▸ **STATED PROBLEM**
Swap "point out" for "locate" everywhere it appears in the rows below, leaving all else unchanged. Give the rows back without the pictures.

▸ **DATA LINES**
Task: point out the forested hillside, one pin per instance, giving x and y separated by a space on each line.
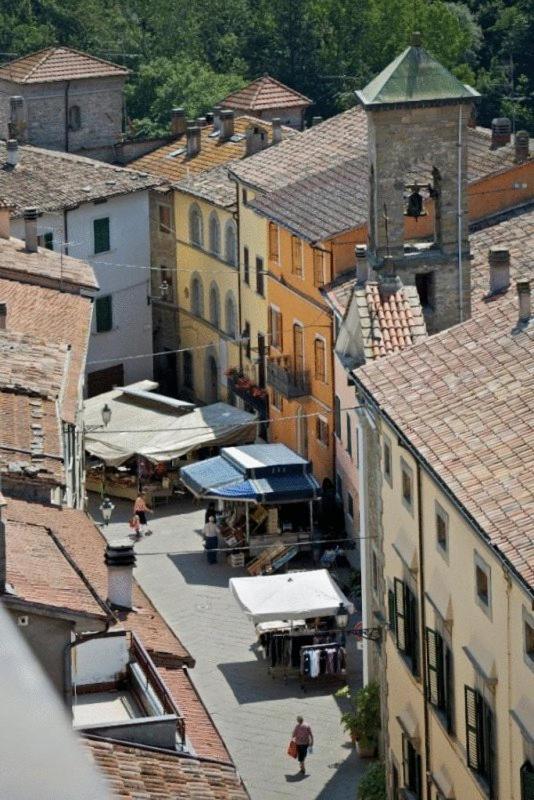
193 52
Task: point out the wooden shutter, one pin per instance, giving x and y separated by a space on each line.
472 730
400 615
101 234
448 688
527 781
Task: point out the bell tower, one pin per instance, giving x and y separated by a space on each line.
417 114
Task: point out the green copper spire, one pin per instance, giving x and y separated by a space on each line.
414 78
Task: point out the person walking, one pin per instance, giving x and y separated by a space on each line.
303 738
142 509
211 540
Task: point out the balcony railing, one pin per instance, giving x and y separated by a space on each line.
286 379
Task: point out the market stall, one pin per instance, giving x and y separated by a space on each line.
150 436
300 619
265 494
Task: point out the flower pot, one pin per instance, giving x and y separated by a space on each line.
365 749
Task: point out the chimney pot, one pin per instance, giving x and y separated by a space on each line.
522 146
501 132
227 124
523 295
178 122
12 152
362 265
276 122
499 264
193 140
30 229
120 560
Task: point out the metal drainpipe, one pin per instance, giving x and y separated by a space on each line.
423 628
67 87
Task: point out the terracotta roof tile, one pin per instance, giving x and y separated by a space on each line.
172 162
66 321
38 572
138 773
58 64
52 180
264 94
315 184
465 400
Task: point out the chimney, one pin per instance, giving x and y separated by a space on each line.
523 295
5 220
120 561
178 122
217 118
522 144
30 229
501 132
499 261
388 280
193 140
362 265
227 124
3 567
256 140
17 122
12 152
277 129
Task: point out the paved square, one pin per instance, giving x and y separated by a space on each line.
254 713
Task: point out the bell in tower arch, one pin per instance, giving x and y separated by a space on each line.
414 207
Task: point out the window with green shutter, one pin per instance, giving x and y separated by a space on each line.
101 234
104 313
527 781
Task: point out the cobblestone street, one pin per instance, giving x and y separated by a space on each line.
254 713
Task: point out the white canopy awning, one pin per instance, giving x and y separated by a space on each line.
290 596
159 428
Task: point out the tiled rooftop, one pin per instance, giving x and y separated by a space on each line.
315 184
52 180
59 64
45 267
67 321
213 152
85 544
39 573
136 773
464 398
264 94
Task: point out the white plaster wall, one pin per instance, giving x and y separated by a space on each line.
99 660
123 272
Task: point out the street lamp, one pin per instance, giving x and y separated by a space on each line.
106 508
342 616
106 415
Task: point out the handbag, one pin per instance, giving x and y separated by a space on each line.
292 749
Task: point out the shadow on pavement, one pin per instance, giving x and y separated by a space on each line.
195 570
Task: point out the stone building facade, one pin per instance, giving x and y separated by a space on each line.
62 100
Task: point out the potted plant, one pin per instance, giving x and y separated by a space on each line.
373 783
362 719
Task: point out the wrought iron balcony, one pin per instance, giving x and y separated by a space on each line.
286 379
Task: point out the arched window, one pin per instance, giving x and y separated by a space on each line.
75 118
215 234
215 305
196 234
230 244
197 296
231 315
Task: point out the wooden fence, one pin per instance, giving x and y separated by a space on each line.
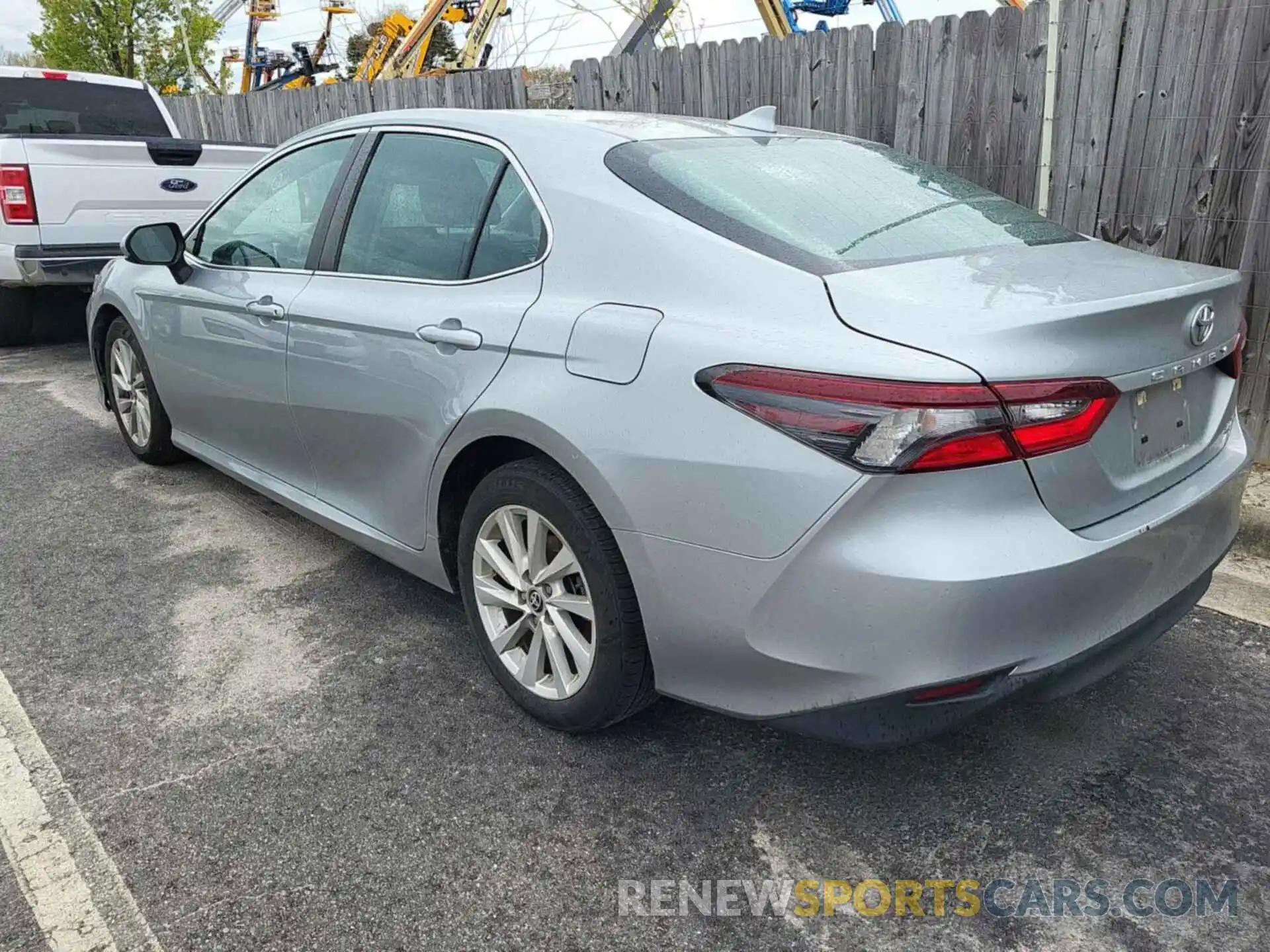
1160 125
276 116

▸ **RESPONSE TO THIS EXERCISE**
Task: locate the forested hillside, one pin per instance, giving x and y separated by a space on each line.
193 52
Task: locate the wooden shutter, one pin per instance, giving x and y separated by a space on each line.
472 730
400 615
101 234
448 688
527 781
Task: locate the bell tower, one pin per instance, giving x and y separated by a space on each line.
417 114
Task: locate the green copper spire, one pin per instance, giving x and y separated by a space on each line.
414 78
Task: locate the person walking, one pin per instance, giving x and y separated by a space on each line.
303 738
142 509
211 540
Task: locate the balcony railing, one pin per instance, giving x and y separated by a space on each line.
286 379
Task: locate the market stall, one pin per instance, giving x and y separated by a space on each line.
150 436
300 619
265 494
Task: locate the flower pot, one pin per instance, giving x and y separated by a space on each line.
365 749
Task: locate the chimney pot, one pin per instance, giving x and y separated by a space on each line.
522 146
501 132
227 124
523 295
178 122
12 152
362 265
276 122
499 264
193 140
30 229
120 560
Task: locate the metal drainpipe, one pin per instance, giving x and y separated by a space on each line.
423 628
67 87
Task: locate the terracotta roof tile, one pin per instance, giving x and y separated by a space on each line.
172 162
66 321
38 572
138 773
58 64
52 180
264 94
315 184
465 400
Task: locate the chimney, one pin per instance, giving x and y separated by a space on each line.
523 295
5 220
120 561
178 122
217 118
522 144
30 229
501 132
499 261
388 280
193 140
362 265
227 124
3 567
256 140
17 122
12 152
277 129
Task: locate the paved square, one pin per instance, giving x and y separated by a space on each line.
254 713
Task: locate the bell in tower arch, one pin per instance, giving x and y separated by a space on each line.
414 207
Task: locate the window with green shutter, one pin per instance, giving x and y separated by a space on each line.
101 234
104 313
527 781
Task: locate the cobblestone street, one pin per instance, giving x and y separated by a space on each line.
254 713
Task: locate the white canopy awning, one pin per instance, giving x and y separated by a space on each line.
290 596
159 428
Task: locate the tiled rooftop, one pin per instance, giving x and y separated by a space on each line.
315 184
52 180
59 64
45 267
67 321
213 152
85 544
39 573
136 773
464 398
264 94
Task: locate the white plaster wall, one pin per instance, giving x and y separated by a space on each line.
99 660
123 272
Task: locate the street lamp, one pin per instance, giving x and y separated by a space on each line.
106 508
342 616
106 415
Task: locate the handbag, one pin per instance, giving x and y separated by a space on each line.
292 749
Task: locate the shadow on pavement, one pin per instance, giving x and y separated by a space on each line.
195 570
Task: locate the stone building facade, one pin per instance, giving x and y separated by a space on each line.
62 100
Task: locate the potted plant, one pin per instance, giving x and y separated by a space on each line.
373 783
362 719
Task: locate the wrought iron balcony, one pin per instance, giving x and y separated by a space on each line.
286 379
Task: locate the arched window, one pin per instance, giving x and y separated by a space on each line.
75 118
215 234
215 305
196 234
230 244
197 296
231 315
Task: locate the wooden fence, one pin per instance, giving x and y separated by a space on each line.
1160 125
276 116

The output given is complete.